SELECTED EXTRACT
+ + + + + + +

Tiny “biobots” made from human windpipe cells encouraged damaged neural tissue to repair itself in a lab experiment — potentially foreshadowing a future in which creations like this patrol our bodies, healing damage, delivering drugs, and more.
The background: In a study published in 2020, researchers at Tufts University and the University of Vermont (UVM) harvested and incubated skin cells from frog embryos until they were tiny balls.
They then sculpted the spheres into specific shapes — dictated by an algorithm — and added layers of cardiac stem cells to them in precise locations.
“It’s a new class of artifact: a living, programmable organism.”
Joshua Bongard
When they were done, they had created “xenobots,” assembled from frog cells, that could move around and perform entirely new actions based on their designs — one kind of xenobot would push pellets around a petri dish, for example, while another would spin in circles.
“These are novel living machines,” co-lead researcher Joshua Bongard said at the time. “They’re neither a traditional robot nor a known species of animal. It’s a new class of artifact: a living, programmable organism.”
These biological robots might one day navigate the human body, delivering drugs, performing surgery, clearing plaques from artery walls, and more, the team hypothesized in its study.
In 2021, the researchers updated their xenobots to be faster, have memories, and no longer require heart cells. But a major hurdle still stood between the group and its dream of using the biobots in medicine: they were made from frog cells.
That meant the xenobots would likely trigger an immune response in a person, and while immunosuppression could prevent this, it leaves patients at high risk of infection.
Anthrobots, assemble: Building on this xenobot research, Tufts scientists have now developed “anthrobots.”
These biobots are derived from adult human cells, meaning a patient could use their own cells and avoid triggering an immune response. The biobots don’t reproduce and biodegrade after about 45-60 days in the lab, which would further reduce risks to patients.
Anthrobots are also easier to make than their predecessors.
“Anthrobots self-assemble in the lab dish,” said study co-author Gizem Gumuskaya. “Unlike xenobots, they don’t require tweezers or scalpels to give them shape, and we can use adult cells — even cells from elderly patients — instead of embryonic cells.”
“It’s fully scalable,” she continued. “We can produce swarms of these bots in parallel, which is a good start for developing a therapeutic tool.”

+ + + + + + +

CHECK YOUR UNDERSTANDING
1. The biobot article describes how the researchers updated their xenobots in 2021. List every change it names.
2. Answer these questions using the biobot article:
(a) What cells did the researchers harvest and incubate in the 2020 study?
(b) After about how long do anthrobots biodegrade in the lab?
(c) Which tools do anthrobots not need to take shape, unlike xenobots?
3. Translate this sentence from the biobot article into Spanish: "Anthrobots are also easier to make than their predecessors."

+ + + + + + +

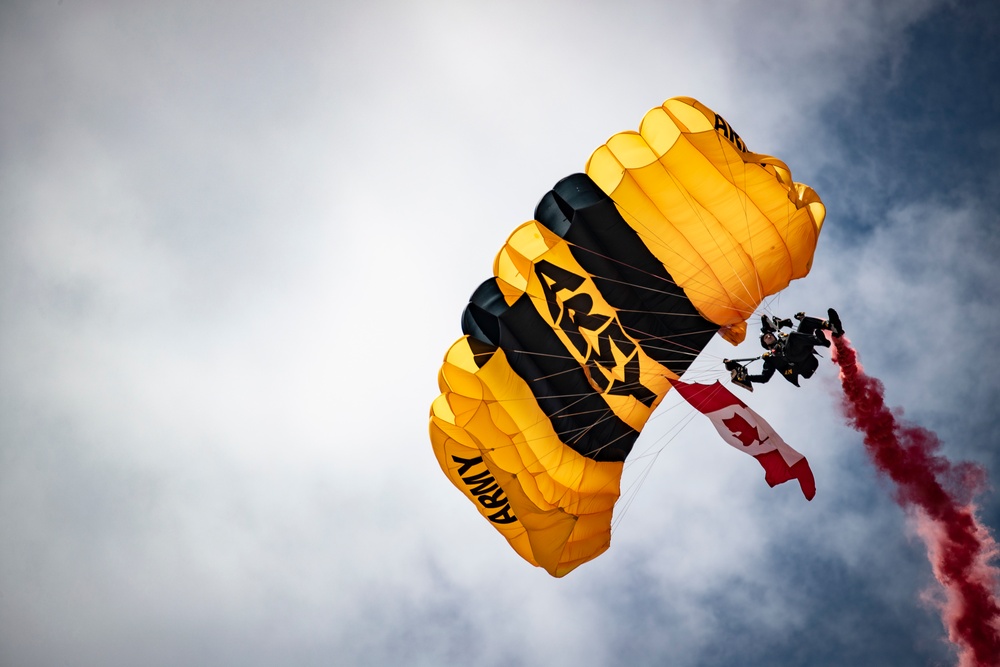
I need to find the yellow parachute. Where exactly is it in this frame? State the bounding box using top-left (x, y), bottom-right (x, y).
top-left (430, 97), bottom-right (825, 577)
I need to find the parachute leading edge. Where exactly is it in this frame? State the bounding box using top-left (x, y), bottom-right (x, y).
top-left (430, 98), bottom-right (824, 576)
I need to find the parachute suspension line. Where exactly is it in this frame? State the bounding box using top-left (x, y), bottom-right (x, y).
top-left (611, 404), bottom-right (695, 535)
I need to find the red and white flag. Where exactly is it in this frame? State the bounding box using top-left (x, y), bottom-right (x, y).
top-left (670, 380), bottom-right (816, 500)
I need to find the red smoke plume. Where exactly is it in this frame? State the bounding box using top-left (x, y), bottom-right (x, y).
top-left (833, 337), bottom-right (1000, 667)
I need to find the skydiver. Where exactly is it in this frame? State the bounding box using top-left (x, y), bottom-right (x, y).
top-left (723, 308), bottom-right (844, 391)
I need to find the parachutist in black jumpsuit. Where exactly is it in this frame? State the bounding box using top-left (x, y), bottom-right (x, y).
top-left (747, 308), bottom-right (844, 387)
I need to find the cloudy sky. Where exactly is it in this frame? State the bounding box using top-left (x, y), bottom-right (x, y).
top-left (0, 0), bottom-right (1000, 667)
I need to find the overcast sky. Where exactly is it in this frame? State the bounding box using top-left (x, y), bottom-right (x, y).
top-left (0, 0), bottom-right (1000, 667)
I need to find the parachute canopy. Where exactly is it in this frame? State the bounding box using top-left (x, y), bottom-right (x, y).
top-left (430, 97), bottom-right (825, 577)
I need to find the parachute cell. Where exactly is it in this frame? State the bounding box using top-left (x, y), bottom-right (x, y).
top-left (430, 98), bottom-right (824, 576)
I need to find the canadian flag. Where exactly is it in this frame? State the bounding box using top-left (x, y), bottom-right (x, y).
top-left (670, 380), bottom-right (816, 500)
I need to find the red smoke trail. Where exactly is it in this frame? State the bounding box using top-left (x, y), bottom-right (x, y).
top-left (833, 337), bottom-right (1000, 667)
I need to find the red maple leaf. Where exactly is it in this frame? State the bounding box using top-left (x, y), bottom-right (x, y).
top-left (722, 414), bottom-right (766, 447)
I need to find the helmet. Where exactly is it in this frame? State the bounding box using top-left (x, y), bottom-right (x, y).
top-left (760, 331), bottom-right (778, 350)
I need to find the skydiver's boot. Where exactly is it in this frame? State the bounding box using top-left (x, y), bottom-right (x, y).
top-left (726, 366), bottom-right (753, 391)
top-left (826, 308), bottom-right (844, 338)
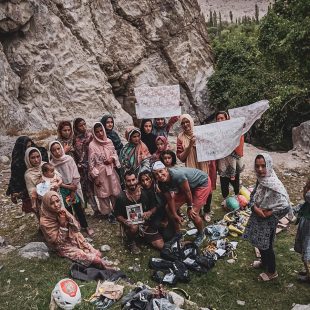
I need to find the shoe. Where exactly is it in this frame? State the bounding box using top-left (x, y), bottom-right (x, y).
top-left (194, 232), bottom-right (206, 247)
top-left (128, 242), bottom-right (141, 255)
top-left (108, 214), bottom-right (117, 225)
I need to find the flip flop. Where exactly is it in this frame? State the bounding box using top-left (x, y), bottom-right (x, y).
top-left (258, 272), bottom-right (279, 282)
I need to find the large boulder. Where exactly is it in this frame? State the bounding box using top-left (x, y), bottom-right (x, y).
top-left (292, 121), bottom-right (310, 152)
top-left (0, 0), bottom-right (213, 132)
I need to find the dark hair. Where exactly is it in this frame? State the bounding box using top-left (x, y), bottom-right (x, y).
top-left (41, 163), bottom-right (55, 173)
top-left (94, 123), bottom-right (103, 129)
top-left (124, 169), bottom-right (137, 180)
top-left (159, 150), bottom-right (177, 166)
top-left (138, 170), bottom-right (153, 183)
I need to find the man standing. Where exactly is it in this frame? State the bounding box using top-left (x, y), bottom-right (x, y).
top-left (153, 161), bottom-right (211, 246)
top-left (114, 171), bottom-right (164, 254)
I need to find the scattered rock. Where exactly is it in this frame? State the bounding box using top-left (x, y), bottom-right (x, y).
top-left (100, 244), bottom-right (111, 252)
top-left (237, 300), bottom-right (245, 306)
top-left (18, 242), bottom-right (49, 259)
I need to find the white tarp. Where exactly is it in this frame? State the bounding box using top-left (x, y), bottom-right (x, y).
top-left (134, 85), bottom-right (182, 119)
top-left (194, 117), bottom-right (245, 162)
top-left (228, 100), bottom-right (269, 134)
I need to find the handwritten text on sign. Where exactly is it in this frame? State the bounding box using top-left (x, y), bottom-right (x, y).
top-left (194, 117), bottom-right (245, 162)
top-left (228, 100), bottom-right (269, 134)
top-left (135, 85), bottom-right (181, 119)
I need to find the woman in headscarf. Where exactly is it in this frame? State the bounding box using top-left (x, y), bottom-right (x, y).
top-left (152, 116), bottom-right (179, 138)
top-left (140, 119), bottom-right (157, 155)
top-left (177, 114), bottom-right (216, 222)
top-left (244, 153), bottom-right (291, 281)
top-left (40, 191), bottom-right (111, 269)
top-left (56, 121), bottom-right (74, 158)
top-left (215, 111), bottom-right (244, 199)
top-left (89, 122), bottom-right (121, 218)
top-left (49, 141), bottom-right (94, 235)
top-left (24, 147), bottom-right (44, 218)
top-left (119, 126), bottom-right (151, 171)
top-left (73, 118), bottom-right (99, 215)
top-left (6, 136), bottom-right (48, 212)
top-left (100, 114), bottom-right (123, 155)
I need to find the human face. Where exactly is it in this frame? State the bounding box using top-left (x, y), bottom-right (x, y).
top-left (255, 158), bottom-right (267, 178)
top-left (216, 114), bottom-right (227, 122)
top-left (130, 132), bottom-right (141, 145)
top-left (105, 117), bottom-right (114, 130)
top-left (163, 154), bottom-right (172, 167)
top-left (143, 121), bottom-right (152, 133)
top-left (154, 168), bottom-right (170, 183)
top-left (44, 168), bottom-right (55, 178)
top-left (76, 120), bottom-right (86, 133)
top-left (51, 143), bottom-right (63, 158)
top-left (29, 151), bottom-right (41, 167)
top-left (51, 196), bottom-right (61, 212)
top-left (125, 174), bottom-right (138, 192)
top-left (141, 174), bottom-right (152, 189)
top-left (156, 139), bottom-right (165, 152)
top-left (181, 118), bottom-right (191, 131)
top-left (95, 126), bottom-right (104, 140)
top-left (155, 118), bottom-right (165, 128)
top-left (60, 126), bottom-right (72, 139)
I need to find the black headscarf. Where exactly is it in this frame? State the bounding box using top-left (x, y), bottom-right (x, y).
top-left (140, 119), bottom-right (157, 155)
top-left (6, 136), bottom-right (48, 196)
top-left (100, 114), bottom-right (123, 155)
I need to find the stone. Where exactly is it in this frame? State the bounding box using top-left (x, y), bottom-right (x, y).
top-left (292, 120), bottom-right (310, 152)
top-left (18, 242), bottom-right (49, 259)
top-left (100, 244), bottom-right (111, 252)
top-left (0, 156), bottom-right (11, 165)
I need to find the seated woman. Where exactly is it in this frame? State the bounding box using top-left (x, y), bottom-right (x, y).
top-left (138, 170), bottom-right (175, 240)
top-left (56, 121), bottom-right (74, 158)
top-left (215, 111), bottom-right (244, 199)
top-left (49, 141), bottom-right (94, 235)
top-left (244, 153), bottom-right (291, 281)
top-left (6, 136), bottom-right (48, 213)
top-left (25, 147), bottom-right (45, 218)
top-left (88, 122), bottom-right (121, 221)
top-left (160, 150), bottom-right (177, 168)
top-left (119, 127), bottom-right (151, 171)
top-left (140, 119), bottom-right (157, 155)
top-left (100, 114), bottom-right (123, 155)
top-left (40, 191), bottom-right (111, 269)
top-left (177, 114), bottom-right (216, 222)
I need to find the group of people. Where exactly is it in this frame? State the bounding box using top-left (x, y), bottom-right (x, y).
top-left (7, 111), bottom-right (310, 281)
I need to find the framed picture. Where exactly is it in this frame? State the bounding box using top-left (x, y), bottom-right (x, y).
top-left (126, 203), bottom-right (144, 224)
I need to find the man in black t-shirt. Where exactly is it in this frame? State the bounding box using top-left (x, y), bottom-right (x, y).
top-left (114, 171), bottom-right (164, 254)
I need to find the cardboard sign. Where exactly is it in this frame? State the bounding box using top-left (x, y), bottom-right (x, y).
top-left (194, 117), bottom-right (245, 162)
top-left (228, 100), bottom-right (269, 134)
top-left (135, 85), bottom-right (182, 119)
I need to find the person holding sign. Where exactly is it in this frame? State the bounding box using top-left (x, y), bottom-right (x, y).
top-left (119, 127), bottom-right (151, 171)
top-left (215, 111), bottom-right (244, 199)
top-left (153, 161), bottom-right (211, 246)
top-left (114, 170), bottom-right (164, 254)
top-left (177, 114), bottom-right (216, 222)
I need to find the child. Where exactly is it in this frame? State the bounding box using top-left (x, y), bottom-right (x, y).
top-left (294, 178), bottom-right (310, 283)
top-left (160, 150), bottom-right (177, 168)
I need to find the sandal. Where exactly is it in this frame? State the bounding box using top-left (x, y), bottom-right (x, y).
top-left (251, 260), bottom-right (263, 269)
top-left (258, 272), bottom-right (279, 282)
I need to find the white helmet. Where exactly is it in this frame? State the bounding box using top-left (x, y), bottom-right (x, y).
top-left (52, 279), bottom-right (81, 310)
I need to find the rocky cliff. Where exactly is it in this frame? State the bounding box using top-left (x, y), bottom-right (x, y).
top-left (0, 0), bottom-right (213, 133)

+ + + + + + +

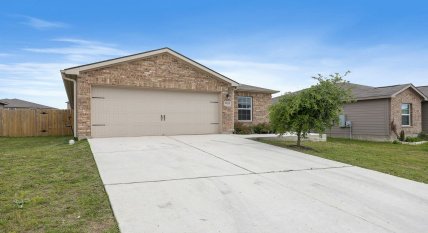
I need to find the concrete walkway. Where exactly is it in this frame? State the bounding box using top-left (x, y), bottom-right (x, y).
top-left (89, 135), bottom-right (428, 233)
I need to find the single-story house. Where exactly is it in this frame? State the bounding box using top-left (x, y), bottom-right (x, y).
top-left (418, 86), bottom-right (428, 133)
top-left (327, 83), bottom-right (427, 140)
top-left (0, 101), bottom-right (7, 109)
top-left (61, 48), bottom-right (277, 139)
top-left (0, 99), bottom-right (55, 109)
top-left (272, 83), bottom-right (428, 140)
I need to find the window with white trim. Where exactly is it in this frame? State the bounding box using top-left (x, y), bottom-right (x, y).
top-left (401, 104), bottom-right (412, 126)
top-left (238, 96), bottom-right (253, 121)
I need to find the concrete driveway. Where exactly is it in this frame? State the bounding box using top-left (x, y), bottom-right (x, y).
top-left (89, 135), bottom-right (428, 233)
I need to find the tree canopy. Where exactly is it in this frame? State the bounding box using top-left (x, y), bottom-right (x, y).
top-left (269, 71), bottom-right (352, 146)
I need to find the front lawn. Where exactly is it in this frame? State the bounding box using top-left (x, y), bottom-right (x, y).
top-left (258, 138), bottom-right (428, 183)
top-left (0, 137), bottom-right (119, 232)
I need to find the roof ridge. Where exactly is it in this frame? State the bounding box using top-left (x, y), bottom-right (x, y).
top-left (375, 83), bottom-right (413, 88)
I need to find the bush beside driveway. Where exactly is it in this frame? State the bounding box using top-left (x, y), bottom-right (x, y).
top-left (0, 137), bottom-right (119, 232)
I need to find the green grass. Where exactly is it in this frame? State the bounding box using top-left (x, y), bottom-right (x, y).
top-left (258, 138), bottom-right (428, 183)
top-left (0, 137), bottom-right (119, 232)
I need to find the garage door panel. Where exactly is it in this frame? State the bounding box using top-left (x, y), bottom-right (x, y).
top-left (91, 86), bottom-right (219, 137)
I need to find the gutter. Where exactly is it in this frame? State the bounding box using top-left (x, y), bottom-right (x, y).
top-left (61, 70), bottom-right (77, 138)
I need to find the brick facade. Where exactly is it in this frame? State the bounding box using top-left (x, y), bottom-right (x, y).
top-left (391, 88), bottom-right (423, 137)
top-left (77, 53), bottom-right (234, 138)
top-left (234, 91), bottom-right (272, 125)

+ + + + + + +

SOLVED TASKS
1.
- They became faster.
- They gained memories.
- They no longer required heart cells.

2.
(a) Skin cells from frog embryos.
(b) After about 45-60 days.
(c) Tweezers or scalpels.

3. Los antrobots también son más fáciles de fabricar que sus predecesores.